Data provided:
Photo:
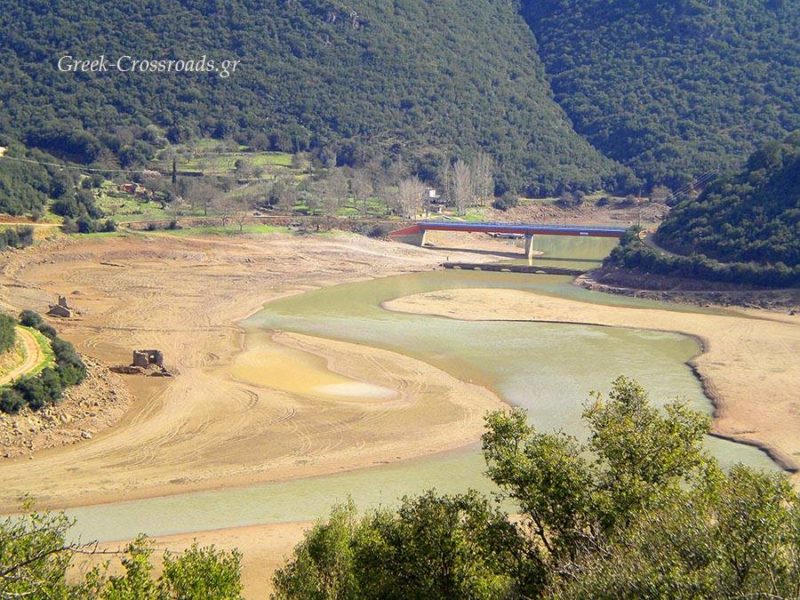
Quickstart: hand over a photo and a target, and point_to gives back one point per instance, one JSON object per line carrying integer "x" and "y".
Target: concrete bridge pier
{"x": 529, "y": 245}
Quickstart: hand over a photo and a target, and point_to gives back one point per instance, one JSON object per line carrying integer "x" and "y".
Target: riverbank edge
{"x": 716, "y": 400}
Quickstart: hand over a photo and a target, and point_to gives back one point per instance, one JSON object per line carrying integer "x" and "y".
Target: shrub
{"x": 29, "y": 318}
{"x": 48, "y": 386}
{"x": 506, "y": 202}
{"x": 7, "y": 333}
{"x": 11, "y": 401}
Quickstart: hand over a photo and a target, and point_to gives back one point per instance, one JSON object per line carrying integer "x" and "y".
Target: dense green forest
{"x": 753, "y": 216}
{"x": 744, "y": 228}
{"x": 349, "y": 81}
{"x": 639, "y": 510}
{"x": 673, "y": 88}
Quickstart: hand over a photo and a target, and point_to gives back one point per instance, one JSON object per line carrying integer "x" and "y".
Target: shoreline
{"x": 191, "y": 433}
{"x": 457, "y": 308}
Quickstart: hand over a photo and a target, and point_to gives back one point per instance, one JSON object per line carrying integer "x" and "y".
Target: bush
{"x": 505, "y": 202}
{"x": 29, "y": 318}
{"x": 11, "y": 401}
{"x": 8, "y": 334}
{"x": 48, "y": 386}
{"x": 18, "y": 237}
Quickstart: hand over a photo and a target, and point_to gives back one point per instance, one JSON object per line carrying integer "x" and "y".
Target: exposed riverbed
{"x": 547, "y": 368}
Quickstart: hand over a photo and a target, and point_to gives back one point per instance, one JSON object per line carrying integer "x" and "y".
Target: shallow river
{"x": 549, "y": 369}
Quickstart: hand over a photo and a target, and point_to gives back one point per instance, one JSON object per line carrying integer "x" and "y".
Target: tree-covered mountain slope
{"x": 673, "y": 88}
{"x": 349, "y": 80}
{"x": 753, "y": 216}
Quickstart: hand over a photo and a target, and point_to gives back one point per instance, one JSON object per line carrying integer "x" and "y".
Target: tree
{"x": 462, "y": 186}
{"x": 35, "y": 556}
{"x": 332, "y": 191}
{"x": 202, "y": 572}
{"x": 433, "y": 547}
{"x": 241, "y": 207}
{"x": 201, "y": 193}
{"x": 734, "y": 537}
{"x": 571, "y": 502}
{"x": 362, "y": 186}
{"x": 8, "y": 334}
{"x": 407, "y": 201}
{"x": 483, "y": 177}
{"x": 637, "y": 511}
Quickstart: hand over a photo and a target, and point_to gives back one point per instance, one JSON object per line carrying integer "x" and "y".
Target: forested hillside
{"x": 428, "y": 81}
{"x": 753, "y": 216}
{"x": 673, "y": 88}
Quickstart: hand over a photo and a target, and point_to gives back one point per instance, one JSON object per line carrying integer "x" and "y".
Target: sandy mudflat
{"x": 749, "y": 365}
{"x": 264, "y": 548}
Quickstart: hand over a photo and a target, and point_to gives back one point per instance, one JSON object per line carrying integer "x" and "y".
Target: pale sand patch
{"x": 264, "y": 548}
{"x": 749, "y": 364}
{"x": 204, "y": 429}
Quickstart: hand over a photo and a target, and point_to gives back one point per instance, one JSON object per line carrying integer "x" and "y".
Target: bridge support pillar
{"x": 419, "y": 238}
{"x": 528, "y": 245}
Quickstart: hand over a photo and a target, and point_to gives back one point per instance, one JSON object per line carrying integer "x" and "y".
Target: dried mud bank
{"x": 86, "y": 409}
{"x": 204, "y": 428}
{"x": 748, "y": 364}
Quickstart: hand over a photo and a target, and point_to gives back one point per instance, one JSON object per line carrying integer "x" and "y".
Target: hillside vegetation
{"x": 426, "y": 81}
{"x": 673, "y": 88}
{"x": 753, "y": 216}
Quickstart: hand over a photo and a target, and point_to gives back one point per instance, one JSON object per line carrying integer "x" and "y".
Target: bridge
{"x": 416, "y": 233}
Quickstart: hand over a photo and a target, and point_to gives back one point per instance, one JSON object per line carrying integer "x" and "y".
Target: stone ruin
{"x": 145, "y": 358}
{"x": 62, "y": 309}
{"x": 145, "y": 362}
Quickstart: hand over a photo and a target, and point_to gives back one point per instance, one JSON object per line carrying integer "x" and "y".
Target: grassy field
{"x": 121, "y": 207}
{"x": 13, "y": 358}
{"x": 231, "y": 229}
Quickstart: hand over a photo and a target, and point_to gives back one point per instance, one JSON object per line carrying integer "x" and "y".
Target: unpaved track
{"x": 203, "y": 429}
{"x": 33, "y": 356}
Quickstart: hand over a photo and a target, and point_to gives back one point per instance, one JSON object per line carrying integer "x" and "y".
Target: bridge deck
{"x": 511, "y": 228}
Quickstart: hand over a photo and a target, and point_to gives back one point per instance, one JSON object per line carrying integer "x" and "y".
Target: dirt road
{"x": 33, "y": 356}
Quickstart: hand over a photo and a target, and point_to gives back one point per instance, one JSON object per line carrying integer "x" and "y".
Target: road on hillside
{"x": 33, "y": 356}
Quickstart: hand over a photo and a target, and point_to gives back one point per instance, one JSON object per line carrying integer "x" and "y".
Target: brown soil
{"x": 198, "y": 430}
{"x": 94, "y": 405}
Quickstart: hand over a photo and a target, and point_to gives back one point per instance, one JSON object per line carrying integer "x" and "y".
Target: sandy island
{"x": 185, "y": 295}
{"x": 748, "y": 366}
{"x": 209, "y": 427}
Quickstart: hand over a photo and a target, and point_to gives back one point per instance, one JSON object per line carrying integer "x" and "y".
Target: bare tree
{"x": 332, "y": 191}
{"x": 408, "y": 198}
{"x": 483, "y": 177}
{"x": 200, "y": 193}
{"x": 362, "y": 187}
{"x": 224, "y": 207}
{"x": 463, "y": 187}
{"x": 285, "y": 194}
{"x": 242, "y": 206}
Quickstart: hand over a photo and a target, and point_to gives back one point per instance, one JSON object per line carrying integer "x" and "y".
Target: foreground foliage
{"x": 638, "y": 511}
{"x": 35, "y": 555}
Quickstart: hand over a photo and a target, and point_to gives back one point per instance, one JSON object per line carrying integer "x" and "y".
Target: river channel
{"x": 549, "y": 369}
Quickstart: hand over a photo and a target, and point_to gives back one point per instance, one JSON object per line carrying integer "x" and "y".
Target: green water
{"x": 549, "y": 369}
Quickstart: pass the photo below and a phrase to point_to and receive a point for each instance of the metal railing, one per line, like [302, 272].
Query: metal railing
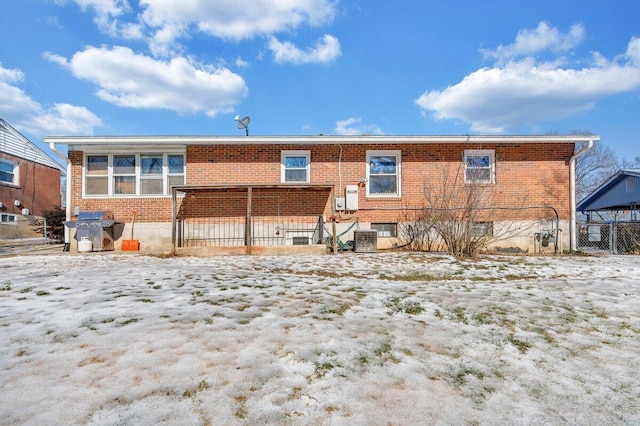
[265, 231]
[615, 238]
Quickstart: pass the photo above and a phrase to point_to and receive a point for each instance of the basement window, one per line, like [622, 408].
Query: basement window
[482, 229]
[10, 219]
[385, 230]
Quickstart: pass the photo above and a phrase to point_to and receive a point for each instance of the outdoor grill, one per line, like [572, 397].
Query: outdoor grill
[96, 226]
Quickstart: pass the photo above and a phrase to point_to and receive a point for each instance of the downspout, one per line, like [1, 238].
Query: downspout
[572, 183]
[52, 147]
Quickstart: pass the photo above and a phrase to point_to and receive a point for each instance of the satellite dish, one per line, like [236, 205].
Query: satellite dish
[243, 123]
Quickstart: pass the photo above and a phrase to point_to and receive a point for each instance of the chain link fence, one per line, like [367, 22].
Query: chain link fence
[616, 238]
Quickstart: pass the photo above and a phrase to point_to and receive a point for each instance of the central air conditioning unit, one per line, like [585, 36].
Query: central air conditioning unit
[365, 241]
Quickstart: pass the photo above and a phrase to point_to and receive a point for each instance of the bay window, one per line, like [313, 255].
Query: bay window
[141, 174]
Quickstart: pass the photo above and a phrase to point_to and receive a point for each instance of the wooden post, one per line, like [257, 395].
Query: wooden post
[335, 236]
[248, 235]
[174, 214]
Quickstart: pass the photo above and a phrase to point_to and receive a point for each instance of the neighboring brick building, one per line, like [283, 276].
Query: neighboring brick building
[29, 182]
[291, 188]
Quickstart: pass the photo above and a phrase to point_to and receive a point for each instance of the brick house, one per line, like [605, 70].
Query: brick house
[29, 182]
[277, 193]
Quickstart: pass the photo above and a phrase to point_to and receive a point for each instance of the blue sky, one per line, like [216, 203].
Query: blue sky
[305, 67]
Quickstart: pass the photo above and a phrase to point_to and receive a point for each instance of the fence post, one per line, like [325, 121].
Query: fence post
[612, 238]
[249, 237]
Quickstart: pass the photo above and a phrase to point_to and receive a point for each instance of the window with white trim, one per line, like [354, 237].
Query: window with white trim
[124, 174]
[143, 174]
[8, 219]
[479, 166]
[295, 166]
[383, 173]
[630, 187]
[8, 172]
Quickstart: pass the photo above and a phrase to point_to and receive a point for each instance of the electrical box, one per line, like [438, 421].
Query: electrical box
[351, 193]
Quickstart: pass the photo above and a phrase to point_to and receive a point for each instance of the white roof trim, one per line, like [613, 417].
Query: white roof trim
[16, 144]
[308, 140]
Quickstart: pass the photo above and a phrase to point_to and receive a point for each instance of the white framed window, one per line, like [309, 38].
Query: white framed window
[124, 174]
[295, 166]
[96, 175]
[385, 230]
[8, 219]
[151, 182]
[383, 173]
[479, 166]
[140, 174]
[8, 172]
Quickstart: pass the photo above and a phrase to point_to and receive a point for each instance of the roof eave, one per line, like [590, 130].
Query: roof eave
[311, 140]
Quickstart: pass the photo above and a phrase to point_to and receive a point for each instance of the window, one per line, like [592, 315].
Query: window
[385, 229]
[124, 174]
[383, 173]
[151, 182]
[175, 172]
[482, 229]
[133, 174]
[479, 166]
[8, 219]
[295, 166]
[8, 172]
[630, 184]
[96, 175]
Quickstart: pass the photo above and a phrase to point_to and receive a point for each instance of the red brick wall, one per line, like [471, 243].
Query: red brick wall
[526, 175]
[38, 189]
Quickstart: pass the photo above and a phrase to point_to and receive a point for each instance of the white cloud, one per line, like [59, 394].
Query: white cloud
[127, 79]
[239, 19]
[354, 127]
[241, 63]
[529, 42]
[29, 116]
[163, 23]
[104, 7]
[524, 92]
[324, 51]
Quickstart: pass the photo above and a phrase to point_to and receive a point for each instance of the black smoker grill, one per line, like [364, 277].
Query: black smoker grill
[95, 225]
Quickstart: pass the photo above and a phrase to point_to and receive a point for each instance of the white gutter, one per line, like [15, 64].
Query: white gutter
[52, 147]
[163, 141]
[572, 181]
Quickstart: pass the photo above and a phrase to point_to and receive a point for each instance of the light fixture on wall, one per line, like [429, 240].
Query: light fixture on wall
[243, 123]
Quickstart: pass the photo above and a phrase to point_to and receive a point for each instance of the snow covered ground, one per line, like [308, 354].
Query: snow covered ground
[354, 339]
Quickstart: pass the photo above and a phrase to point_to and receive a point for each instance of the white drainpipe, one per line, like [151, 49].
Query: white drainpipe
[572, 181]
[64, 158]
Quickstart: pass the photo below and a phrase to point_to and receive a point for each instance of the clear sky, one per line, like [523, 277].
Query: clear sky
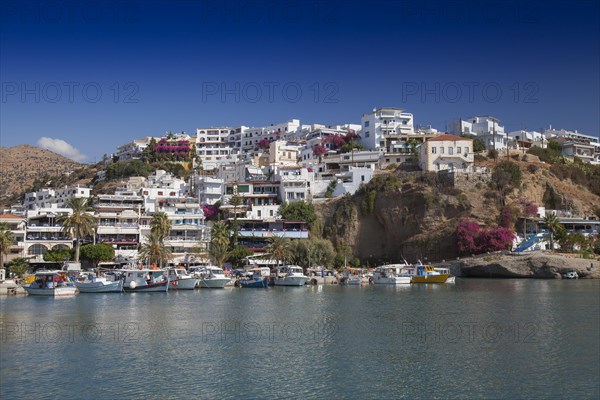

What to produce: The lines to extract from the data above begin with the line containing "Query: red brick wall" and end with the line containing "like [15, 64].". Extract them exactly, including both.

Answer space:
Query: red brick wall
[526, 175]
[38, 189]
Quickstart: pass the photo above and a phrase to point_to and receive a point for each instance of the white cloud, one per line, like [59, 394].
Query: white cloud
[127, 79]
[239, 19]
[354, 127]
[241, 63]
[529, 42]
[29, 116]
[163, 23]
[104, 7]
[524, 92]
[324, 51]
Quickstart: pass the photo above and a phrase to point_to and receive a point for each instance of the black smoker grill, one per line, like [364, 277].
Query: black smoker grill
[95, 225]
Quickstart: pass the photo above and a phrase to point_to and receive a point for each instance of the white gutter, one per line, like [15, 64].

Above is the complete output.